INSTRUCTIONS FOR THE TASK:
Exactly reproduce all the records, keeping pictures out of the copy.

··· SOURCE DATA

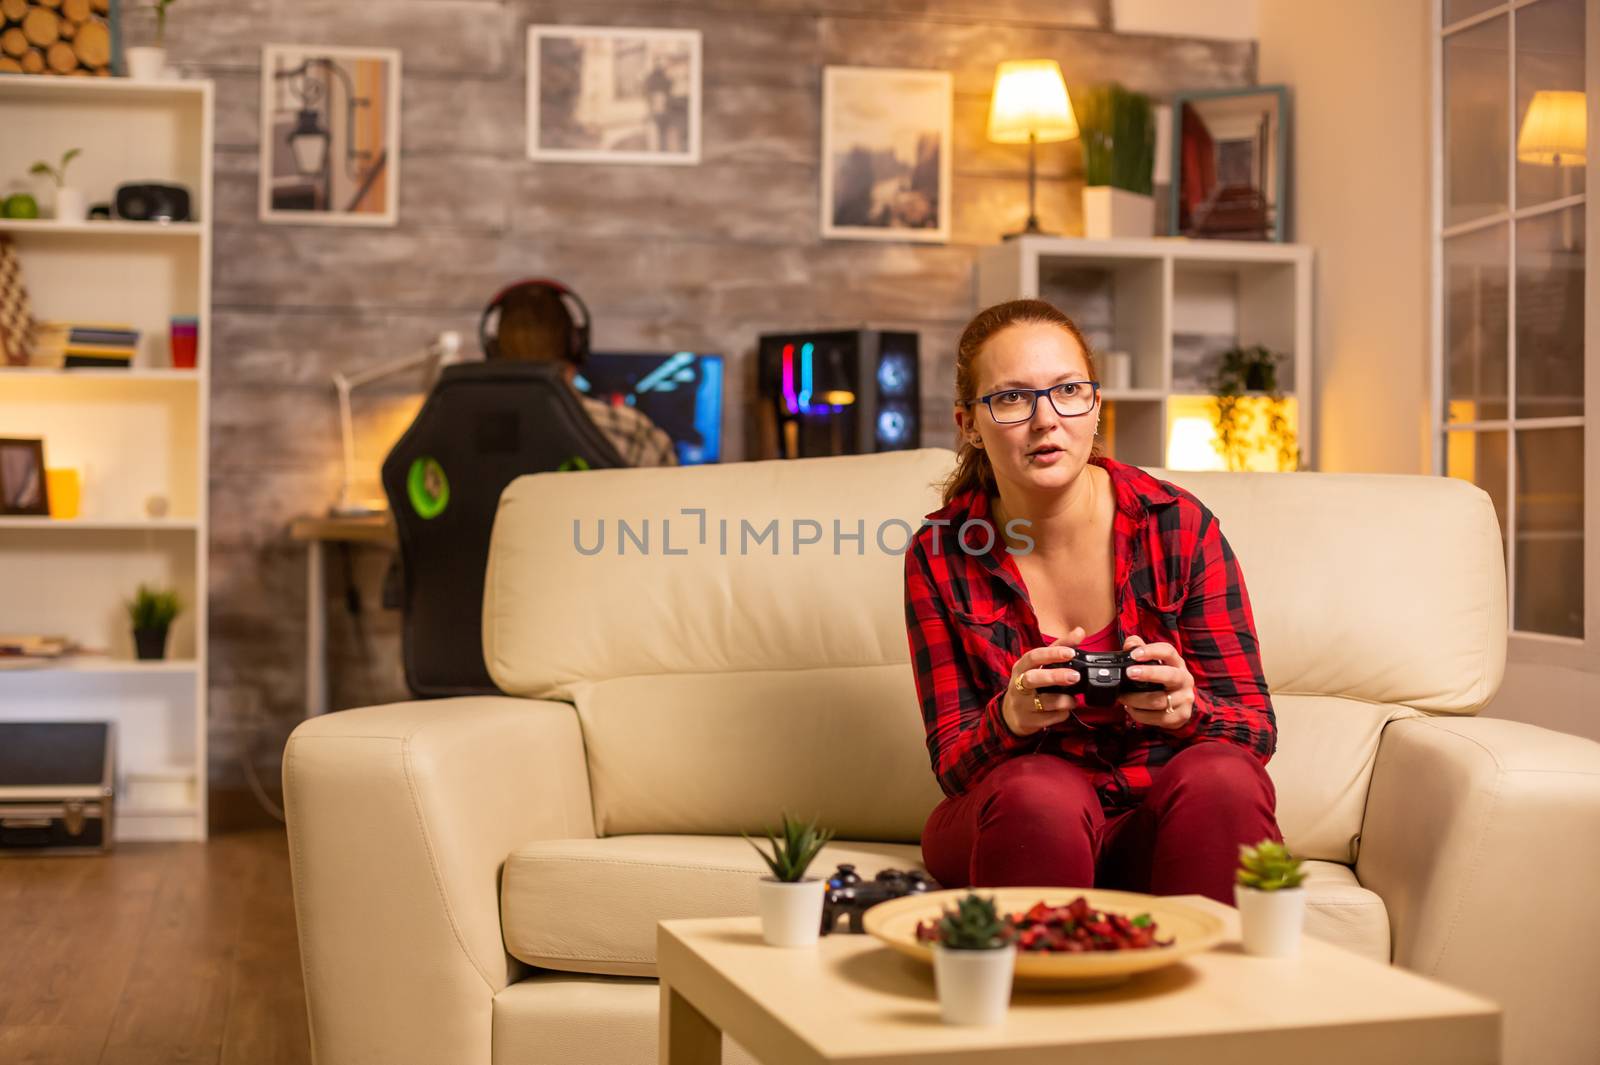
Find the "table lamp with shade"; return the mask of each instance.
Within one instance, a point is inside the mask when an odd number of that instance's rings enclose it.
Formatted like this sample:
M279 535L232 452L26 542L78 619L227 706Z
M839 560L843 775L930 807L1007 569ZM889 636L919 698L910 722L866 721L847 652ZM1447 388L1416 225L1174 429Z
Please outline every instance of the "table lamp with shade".
M1571 172L1588 161L1588 109L1581 92L1541 89L1533 94L1517 132L1517 161L1553 166L1566 199ZM1562 212L1563 245L1572 248L1572 213Z
M1043 233L1035 208L1038 145L1078 135L1061 64L1054 59L1008 59L995 68L989 103L989 140L1028 146L1028 221L1021 233Z

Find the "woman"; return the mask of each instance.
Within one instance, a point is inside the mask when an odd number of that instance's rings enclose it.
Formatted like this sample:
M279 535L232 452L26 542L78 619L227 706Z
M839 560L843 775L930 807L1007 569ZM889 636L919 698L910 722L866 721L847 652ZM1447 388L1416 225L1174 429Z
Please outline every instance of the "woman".
M1281 840L1277 730L1244 577L1183 489L1095 446L1071 319L990 307L956 355L959 458L906 553L906 625L946 798L923 829L947 887L1116 887L1233 900L1239 845ZM1051 635L1052 633L1056 635ZM1131 650L1110 708L1079 651Z

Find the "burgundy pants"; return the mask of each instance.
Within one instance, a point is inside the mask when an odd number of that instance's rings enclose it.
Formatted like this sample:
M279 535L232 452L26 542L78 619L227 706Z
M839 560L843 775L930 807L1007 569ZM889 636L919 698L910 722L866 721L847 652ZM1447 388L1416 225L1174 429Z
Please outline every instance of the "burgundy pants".
M1185 747L1140 805L1110 817L1088 770L1024 754L934 809L922 860L947 888L1101 887L1231 906L1239 845L1283 840L1276 803L1267 771L1231 743Z

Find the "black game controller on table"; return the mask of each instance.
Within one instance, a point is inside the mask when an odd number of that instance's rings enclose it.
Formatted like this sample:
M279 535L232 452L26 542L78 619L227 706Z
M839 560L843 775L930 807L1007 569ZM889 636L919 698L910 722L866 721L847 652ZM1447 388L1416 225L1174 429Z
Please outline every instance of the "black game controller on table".
M1085 706L1111 706L1118 695L1128 692L1159 692L1166 687L1148 680L1133 680L1128 667L1146 664L1127 651L1079 651L1065 662L1057 662L1043 669L1075 669L1078 683L1053 684L1036 691L1050 695L1075 695Z
M853 865L840 865L828 877L828 892L822 898L822 934L835 930L841 914L850 918L847 929L857 935L866 929L861 925L861 915L880 902L906 895L935 891L939 887L927 873L913 869L901 872L884 869L871 880L862 880Z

······

EXERCISE RESULT:
Find the "table lamp with shade"; return the mask of each instance.
Within one instance, a point is inside the mask when an odd number of that instance's rings enclose it.
Formatted like this sample:
M279 535L232 452L26 542L78 619L227 706Z
M839 560L843 775L930 807L1007 569ZM889 636L919 698L910 722L866 721L847 652ZM1447 388L1416 225L1174 429Z
Please outline every instance of the "table lamp with shade".
M1571 172L1588 161L1588 109L1581 92L1541 89L1533 94L1517 132L1517 161L1553 166L1566 199ZM1562 212L1563 245L1572 248L1572 213Z
M1043 233L1035 208L1038 145L1078 135L1061 64L1054 59L1008 59L995 68L989 103L989 140L1028 146L1028 221L1021 233Z

Find the "woman"; return the mask of each instance.
Within one instance, a point is inside the mask when an odd number of that instance's rings enclose it.
Formatted like this sample:
M279 535L232 452L26 542L78 619L227 706Z
M839 560L843 775L930 807L1007 569ZM889 636L919 698L910 722L866 721L847 652ZM1447 388L1416 225L1174 429Z
Please outline every instance of the "woman".
M1281 840L1277 730L1244 577L1183 489L1095 446L1071 319L990 307L956 355L959 458L906 553L906 625L946 798L923 829L947 887L1116 887L1233 900L1239 845ZM1051 635L1052 633L1056 635ZM1131 650L1110 708L1079 651Z

Find the "burgundy pants"; return the mask of each instance.
Within one instance, a point is inside the mask when an odd number of that instance's rings enclose it.
Formatted like this sample:
M279 535L232 452L26 542L78 619L227 706Z
M839 560L843 775L930 807L1007 569ZM889 636L919 698L910 722L866 721L847 652ZM1447 388L1416 225L1174 429Z
Please outline every instance of the "burgundy pants".
M1185 747L1140 805L1110 817L1088 770L1024 754L934 809L922 860L947 888L1101 887L1231 906L1239 845L1283 840L1276 803L1267 771L1231 743Z

Find the "black game controller on table"; return the mask of each instance.
Within one instance, a point is inside the mask when an odd number of that instance's rings enclose it.
Formatted like this sample:
M279 535L232 452L26 542L78 619L227 706Z
M839 560L843 775L930 807L1007 569ZM889 636L919 698L910 722L866 721L847 652ZM1447 388L1416 225L1174 429Z
Please outline every instance of the "black game controller on table".
M1085 706L1111 706L1118 695L1128 692L1159 692L1166 687L1148 680L1133 680L1128 667L1146 664L1127 651L1079 651L1065 662L1057 662L1043 669L1075 669L1078 683L1053 684L1036 691L1050 695L1075 695Z
M853 865L840 865L828 877L828 892L822 898L822 934L835 930L841 914L850 918L847 929L857 935L866 929L861 925L861 915L880 902L906 895L935 891L939 887L927 873L913 869L901 872L884 869L871 880L862 880Z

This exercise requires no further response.